● Questions on the material
1) According to the article about the grandsons' roadside trash pickup, why did Ed Holland create his new initiative?
2) Write the next part of the article about the grandsons' roadside trash pickup, picking up after its final sentence.

That’s the name of a new initiative created by Ed Holland. It was a way to keep social distancing, but still do good for the community during the pandemic.

Working with trash along country roads is sticky, stinky and sometimes infested with ants, but Holland’s three grandsons are up for the challenge. 

“Just picking up the trash, helping the environment,” 7-year-old Frank said.

Walter and Frank Holland and Jack Porter have spent the last nine weeks with their Grandpa Holland, who they refer to as Coach.

“The smell of victory is garbage,” 10-year-old Walter Holland said. 

For every Tuesday, they take time to collect fast food bags and beer cans, Coach gives each grandkid $6 — $3 of which goes in their savings.

The other three bucks is stashed away for the charity of their choice. 

“I have Children’s Mercy,” Jack said. “I’m hoping to help them just feel better and get better medications and just heal better.”

Region pointing data:

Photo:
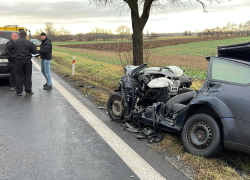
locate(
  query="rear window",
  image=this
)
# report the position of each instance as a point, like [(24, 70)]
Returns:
[(230, 72), (5, 35)]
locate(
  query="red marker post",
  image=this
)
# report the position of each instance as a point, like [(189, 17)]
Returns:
[(73, 66)]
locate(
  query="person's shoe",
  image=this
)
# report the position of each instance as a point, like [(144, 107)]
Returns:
[(29, 94), (47, 87)]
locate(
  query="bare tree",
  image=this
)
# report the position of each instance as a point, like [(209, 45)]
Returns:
[(139, 21)]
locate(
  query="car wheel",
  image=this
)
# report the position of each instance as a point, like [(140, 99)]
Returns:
[(201, 136), (115, 107)]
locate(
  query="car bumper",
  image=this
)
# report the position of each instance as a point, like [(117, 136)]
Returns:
[(236, 147)]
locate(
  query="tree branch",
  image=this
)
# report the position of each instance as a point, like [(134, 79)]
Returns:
[(203, 5)]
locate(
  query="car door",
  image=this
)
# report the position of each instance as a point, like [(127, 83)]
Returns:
[(229, 81)]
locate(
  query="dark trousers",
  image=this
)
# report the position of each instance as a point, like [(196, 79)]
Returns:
[(12, 78), (23, 72)]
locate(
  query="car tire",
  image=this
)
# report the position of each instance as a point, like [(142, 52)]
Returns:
[(115, 107), (201, 136)]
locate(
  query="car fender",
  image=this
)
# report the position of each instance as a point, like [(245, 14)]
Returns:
[(214, 103)]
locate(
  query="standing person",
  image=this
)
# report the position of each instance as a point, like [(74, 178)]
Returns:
[(46, 56), (23, 49), (12, 78)]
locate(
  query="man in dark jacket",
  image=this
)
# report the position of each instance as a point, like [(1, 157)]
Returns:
[(23, 49), (12, 78), (46, 56)]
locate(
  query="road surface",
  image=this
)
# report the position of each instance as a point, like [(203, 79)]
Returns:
[(59, 134)]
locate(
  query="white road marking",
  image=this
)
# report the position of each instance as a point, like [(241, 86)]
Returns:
[(137, 164)]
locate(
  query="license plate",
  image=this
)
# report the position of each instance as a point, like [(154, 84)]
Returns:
[(3, 60)]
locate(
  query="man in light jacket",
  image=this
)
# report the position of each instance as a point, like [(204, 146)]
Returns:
[(22, 50), (46, 56), (10, 54)]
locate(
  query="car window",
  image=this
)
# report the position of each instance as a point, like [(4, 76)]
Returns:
[(230, 71)]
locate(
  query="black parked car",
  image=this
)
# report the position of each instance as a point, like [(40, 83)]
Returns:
[(209, 120), (5, 36), (36, 42)]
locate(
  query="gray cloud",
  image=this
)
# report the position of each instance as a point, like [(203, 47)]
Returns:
[(72, 12)]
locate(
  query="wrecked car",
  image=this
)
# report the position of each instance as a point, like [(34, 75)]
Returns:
[(215, 117)]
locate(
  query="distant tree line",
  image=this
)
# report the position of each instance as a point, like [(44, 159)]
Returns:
[(123, 33)]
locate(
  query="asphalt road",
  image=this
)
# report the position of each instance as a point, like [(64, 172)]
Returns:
[(44, 137)]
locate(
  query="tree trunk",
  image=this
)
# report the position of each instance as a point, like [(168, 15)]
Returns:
[(137, 40)]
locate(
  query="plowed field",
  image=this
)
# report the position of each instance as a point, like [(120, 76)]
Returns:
[(127, 46)]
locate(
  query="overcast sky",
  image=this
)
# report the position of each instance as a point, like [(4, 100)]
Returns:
[(79, 16)]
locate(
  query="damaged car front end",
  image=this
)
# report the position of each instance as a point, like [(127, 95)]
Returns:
[(209, 120)]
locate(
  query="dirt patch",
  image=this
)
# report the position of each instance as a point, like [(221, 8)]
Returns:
[(128, 46)]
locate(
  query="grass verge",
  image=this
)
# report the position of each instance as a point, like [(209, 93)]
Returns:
[(105, 77)]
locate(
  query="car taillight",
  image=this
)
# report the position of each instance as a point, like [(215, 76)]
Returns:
[(3, 60)]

● Task results
1) He created it as a way to keep social distancing while still doing good for the community during the pandemic.

2)
Frank wants his money to go to kids with cancer, and Walker picked Wayside Waifs in Kansas City.

“So they can like pay for equipment and stuff to handle the dogs and all the animals,” Walter said.

“[They’re] learning to give back and the value of a dollar and cleaning up the environment and doing something nice for other people that aren’t advantaged as we are,” Holland said. “So we came up with the One Mile at a Time initiative.”

Between construction crews and senseless littering, Holland said there’s a lot of trash.

“People, don’t throw trash out of your cars,” Holland said.

But it’s no match for this family. They’ve got empty trash bags ready to fill and full hearts ready to help.

“I gotta tell you, it brings joy to my heart to see these boys,” Holland said, “and they work hard.”

The goal is to bag $100 to donate by the end of the summer. 

Holland said the lessons they’re learning about the value of a dollar, donating and the environment are priceless. 

“Styrofoam — Mother Nature’s worst enemy,” Walter said.

The boys’ school heard about the “One Mile at a Time” initiative. They were given a service award for all their hard work.